## Written instruction
Copy out the data below line for line, changing nothing.
— BEGIN Input data —
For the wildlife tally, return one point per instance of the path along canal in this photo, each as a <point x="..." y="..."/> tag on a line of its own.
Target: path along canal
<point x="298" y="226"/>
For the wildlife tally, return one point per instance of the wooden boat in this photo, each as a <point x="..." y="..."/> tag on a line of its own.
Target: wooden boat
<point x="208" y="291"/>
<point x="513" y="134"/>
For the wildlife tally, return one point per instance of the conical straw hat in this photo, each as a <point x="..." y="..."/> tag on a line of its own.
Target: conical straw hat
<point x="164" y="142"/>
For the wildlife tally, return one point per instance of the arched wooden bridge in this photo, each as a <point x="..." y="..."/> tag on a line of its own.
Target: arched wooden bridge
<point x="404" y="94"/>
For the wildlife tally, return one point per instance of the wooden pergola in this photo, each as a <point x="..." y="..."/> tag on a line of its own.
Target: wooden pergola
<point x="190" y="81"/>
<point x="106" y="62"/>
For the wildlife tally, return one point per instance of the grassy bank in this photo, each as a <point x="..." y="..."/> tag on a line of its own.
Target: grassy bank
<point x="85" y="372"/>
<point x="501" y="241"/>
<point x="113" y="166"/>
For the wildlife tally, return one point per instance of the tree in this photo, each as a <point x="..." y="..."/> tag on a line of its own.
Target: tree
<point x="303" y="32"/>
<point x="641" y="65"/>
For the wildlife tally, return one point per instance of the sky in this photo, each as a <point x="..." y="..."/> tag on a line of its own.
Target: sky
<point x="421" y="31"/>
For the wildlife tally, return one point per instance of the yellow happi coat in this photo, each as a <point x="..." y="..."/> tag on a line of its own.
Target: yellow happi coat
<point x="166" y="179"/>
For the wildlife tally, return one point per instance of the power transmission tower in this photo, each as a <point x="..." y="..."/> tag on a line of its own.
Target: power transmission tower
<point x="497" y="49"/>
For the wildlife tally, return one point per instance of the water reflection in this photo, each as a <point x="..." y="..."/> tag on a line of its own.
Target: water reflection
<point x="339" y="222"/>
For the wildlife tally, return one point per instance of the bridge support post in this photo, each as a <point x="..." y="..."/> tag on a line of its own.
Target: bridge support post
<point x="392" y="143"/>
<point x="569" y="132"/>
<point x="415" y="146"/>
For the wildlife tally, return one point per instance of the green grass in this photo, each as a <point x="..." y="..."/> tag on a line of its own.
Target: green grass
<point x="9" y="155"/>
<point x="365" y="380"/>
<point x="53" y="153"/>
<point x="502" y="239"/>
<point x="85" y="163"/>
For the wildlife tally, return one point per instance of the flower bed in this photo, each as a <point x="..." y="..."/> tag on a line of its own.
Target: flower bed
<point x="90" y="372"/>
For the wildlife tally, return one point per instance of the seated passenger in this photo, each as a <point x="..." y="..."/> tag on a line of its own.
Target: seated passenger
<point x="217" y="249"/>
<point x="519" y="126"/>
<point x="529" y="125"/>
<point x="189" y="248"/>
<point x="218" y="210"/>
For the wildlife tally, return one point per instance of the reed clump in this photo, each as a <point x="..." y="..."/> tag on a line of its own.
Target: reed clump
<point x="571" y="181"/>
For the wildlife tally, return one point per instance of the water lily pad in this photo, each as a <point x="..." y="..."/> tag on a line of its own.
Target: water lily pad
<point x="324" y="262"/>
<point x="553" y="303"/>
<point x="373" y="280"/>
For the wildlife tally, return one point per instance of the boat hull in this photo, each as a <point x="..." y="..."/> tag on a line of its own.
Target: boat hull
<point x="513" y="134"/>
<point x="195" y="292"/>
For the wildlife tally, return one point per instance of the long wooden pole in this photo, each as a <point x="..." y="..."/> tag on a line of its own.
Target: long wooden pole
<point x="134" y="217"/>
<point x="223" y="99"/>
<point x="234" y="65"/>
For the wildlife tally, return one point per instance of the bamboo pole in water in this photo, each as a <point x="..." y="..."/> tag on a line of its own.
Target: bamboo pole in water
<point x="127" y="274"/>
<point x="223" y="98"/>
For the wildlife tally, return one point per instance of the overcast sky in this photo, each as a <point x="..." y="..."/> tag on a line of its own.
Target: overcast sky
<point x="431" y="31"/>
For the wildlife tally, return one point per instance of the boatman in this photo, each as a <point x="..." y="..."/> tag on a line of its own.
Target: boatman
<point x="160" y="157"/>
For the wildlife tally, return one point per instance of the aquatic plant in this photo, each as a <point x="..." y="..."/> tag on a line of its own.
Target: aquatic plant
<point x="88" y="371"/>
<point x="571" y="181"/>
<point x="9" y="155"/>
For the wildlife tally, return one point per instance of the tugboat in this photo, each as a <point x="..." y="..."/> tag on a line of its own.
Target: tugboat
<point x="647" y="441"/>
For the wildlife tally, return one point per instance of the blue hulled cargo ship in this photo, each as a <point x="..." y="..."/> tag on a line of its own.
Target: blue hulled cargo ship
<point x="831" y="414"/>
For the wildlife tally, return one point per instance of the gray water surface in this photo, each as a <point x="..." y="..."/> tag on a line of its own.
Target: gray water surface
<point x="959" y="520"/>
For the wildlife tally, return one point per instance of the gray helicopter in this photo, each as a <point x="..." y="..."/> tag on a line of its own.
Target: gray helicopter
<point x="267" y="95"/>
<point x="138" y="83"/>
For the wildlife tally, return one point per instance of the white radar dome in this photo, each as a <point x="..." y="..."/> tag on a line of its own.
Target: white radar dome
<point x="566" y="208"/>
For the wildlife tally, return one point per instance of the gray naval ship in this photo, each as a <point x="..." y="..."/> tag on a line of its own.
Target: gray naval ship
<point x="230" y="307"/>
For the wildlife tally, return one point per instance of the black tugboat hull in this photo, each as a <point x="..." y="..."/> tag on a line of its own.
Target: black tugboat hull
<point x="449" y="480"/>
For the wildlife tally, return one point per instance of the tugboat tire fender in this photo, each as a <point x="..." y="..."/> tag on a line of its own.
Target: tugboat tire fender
— END Input data —
## Finished task
For the wildlife tally, return one point per instance of the path along canal in this photo, each as a <point x="..." y="..."/> tag on a line of its own.
Target: path along canal
<point x="298" y="226"/>
For the wildlife tally, return one point per instance of the wooden boat in this photo, each as a <point x="..." y="..."/> tag on a line of its own.
Target: wooden boat
<point x="208" y="291"/>
<point x="513" y="134"/>
For the wildlife tally, return one point per instance of the conical straw hat in this photo, each as a <point x="..." y="..."/> tag on a line of its own.
Target: conical straw hat
<point x="164" y="142"/>
For the wildlife tally, return one point per instance of the arched wooden bridge in this photo, each as a <point x="..." y="..."/> tag on a line of its own.
Target: arched wooden bridge
<point x="404" y="94"/>
For the wildlife tally, return one point per instance of the wooden pergola in this photo, each as a <point x="..." y="..."/> tag on a line of its own.
Target: wooden pergola
<point x="190" y="81"/>
<point x="106" y="62"/>
For the wildlife tally, return one point per instance of the grassy bank in this photo, each as a <point x="..." y="..."/> tag on a line of its own.
Target: grassy bank
<point x="85" y="372"/>
<point x="501" y="241"/>
<point x="113" y="166"/>
For the wildlife tally, return one point per instance of the tree in this photo, each as a <point x="..." y="..."/> tag on a line of its own.
Target: tree
<point x="303" y="32"/>
<point x="641" y="65"/>
For the wildlife tally, return one point per instance of the sky in this photo, each as a <point x="..." y="..."/> tag on a line of its own.
Target: sky
<point x="421" y="31"/>
For the wildlife tally, return one point per instance of the yellow happi coat in this photo, each as a <point x="..." y="..."/> tag on a line of its own.
Target: yellow happi coat
<point x="166" y="179"/>
For the wildlife tally, return one point per instance of the power transmission tower in this photo, each as a <point x="..." y="..."/> tag on a line of its own.
Target: power transmission tower
<point x="497" y="49"/>
For the wildlife tally, return one point per instance of the water reflection in this photo, each as a <point x="..." y="..."/> tag on a line of its own.
Target: water reflection
<point x="339" y="222"/>
For the wildlife tally, return one point per instance of the bridge support post in this photo, each as a <point x="..." y="..."/> tag on a line of its own.
Target: bridge support post
<point x="392" y="143"/>
<point x="569" y="132"/>
<point x="415" y="146"/>
For the wildlife tally, return one point per instance of the green grass in this photo, each as a <point x="..." y="..."/> tag on a line of its own.
Target: green grass
<point x="9" y="155"/>
<point x="365" y="380"/>
<point x="53" y="153"/>
<point x="502" y="239"/>
<point x="85" y="163"/>
For the wildlife tally, return one point per instance of the flower bed in this photo, each as a <point x="..." y="..."/> tag on a line of its own.
Target: flower bed
<point x="90" y="372"/>
For the wildlife tally, return one point per instance of the seated passenger in this photo, each as a <point x="..." y="..."/> tag on a line of its own.
Target: seated passenger
<point x="217" y="249"/>
<point x="519" y="126"/>
<point x="529" y="125"/>
<point x="189" y="248"/>
<point x="218" y="210"/>
For the wildlife tally, return one point per instance of the reed clump in this photo, each as a <point x="..." y="..."/> tag on a line of its own.
Target: reed clump
<point x="571" y="181"/>
For the wildlife tally, return one point per instance of the water lily pad in this photo, each as a <point x="..." y="..."/> tag on a line of its own.
Target: water lily pad
<point x="324" y="262"/>
<point x="553" y="303"/>
<point x="373" y="280"/>
For the wildlife tally, return one point per instance of the boat hull in this photo, each as a <point x="..." y="..."/> tag on a line of its own.
Target: boat hull
<point x="513" y="134"/>
<point x="195" y="292"/>
For the wildlife tally, return one point per instance of the long wooden pole in this photo, each as a <point x="..." y="..."/> tag on a line of its own.
Target: long wooden pole
<point x="134" y="217"/>
<point x="223" y="99"/>
<point x="234" y="65"/>
For the wildlife tally, return one point per instance of the bamboo pole in water in this photo, each as a <point x="..." y="..."/> tag on a line of its own.
Target: bamboo pole in water
<point x="127" y="274"/>
<point x="223" y="98"/>
For the wildlife tally, return one point per instance of the overcast sky in this photo, each as a <point x="..." y="..."/> tag on a line of its own.
Target: overcast sky
<point x="431" y="31"/>
For the wildlife tally, return one point per instance of the boatman in this photo, each as a <point x="..." y="..."/> tag on a line of its own.
Target: boatman
<point x="160" y="157"/>
For the wildlife tally, return one point per instance of the aquatic plant in this photo, each as a <point x="..." y="..."/> tag on a line of its own.
Target: aquatic plant
<point x="88" y="371"/>
<point x="571" y="181"/>
<point x="9" y="155"/>
For the wildlife tally, return one point per instance of the tugboat in this photo, each as a <point x="..." y="..."/> tag on a line of its own.
Target: tugboat
<point x="647" y="441"/>
For the wildlife tally, return one point per instance of the blue hulled cargo ship in this photo, each as a <point x="..." y="..."/> tag on a line of its own.
Target: blue hulled cargo ship
<point x="831" y="414"/>
For the wildlife tally, return one point per instance of the gray water surface in this photo, each as a <point x="..." y="..."/> tag on a line of its own.
Target: gray water surface
<point x="959" y="520"/>
For the wildlife tally, return one point per instance of the gray helicopter in this photo, each as a <point x="..." y="..."/> tag on a line of its own.
Target: gray helicopter
<point x="267" y="95"/>
<point x="138" y="83"/>
For the wildlife tally, return one point per instance of the white radar dome in this photo, each as a <point x="..." y="..."/> tag on a line of its own.
Target: white radar dome
<point x="566" y="208"/>
For the wildlife tally, return one point per instance of the gray naval ship in this photo, each as a <point x="..." y="..."/> tag on a line of its own.
Target: gray naval ship
<point x="230" y="307"/>
For the wildlife tally, return one point per instance of the black tugboat hull in this photo, each as a <point x="..." y="..."/> tag on a line of its own.
Target: black tugboat hull
<point x="449" y="480"/>
For the wildlife tally, return one point per instance of the tugboat tire fender in this photo, each as a <point x="..." y="..."/> tag on a line of its own.
Target: tugboat tire fender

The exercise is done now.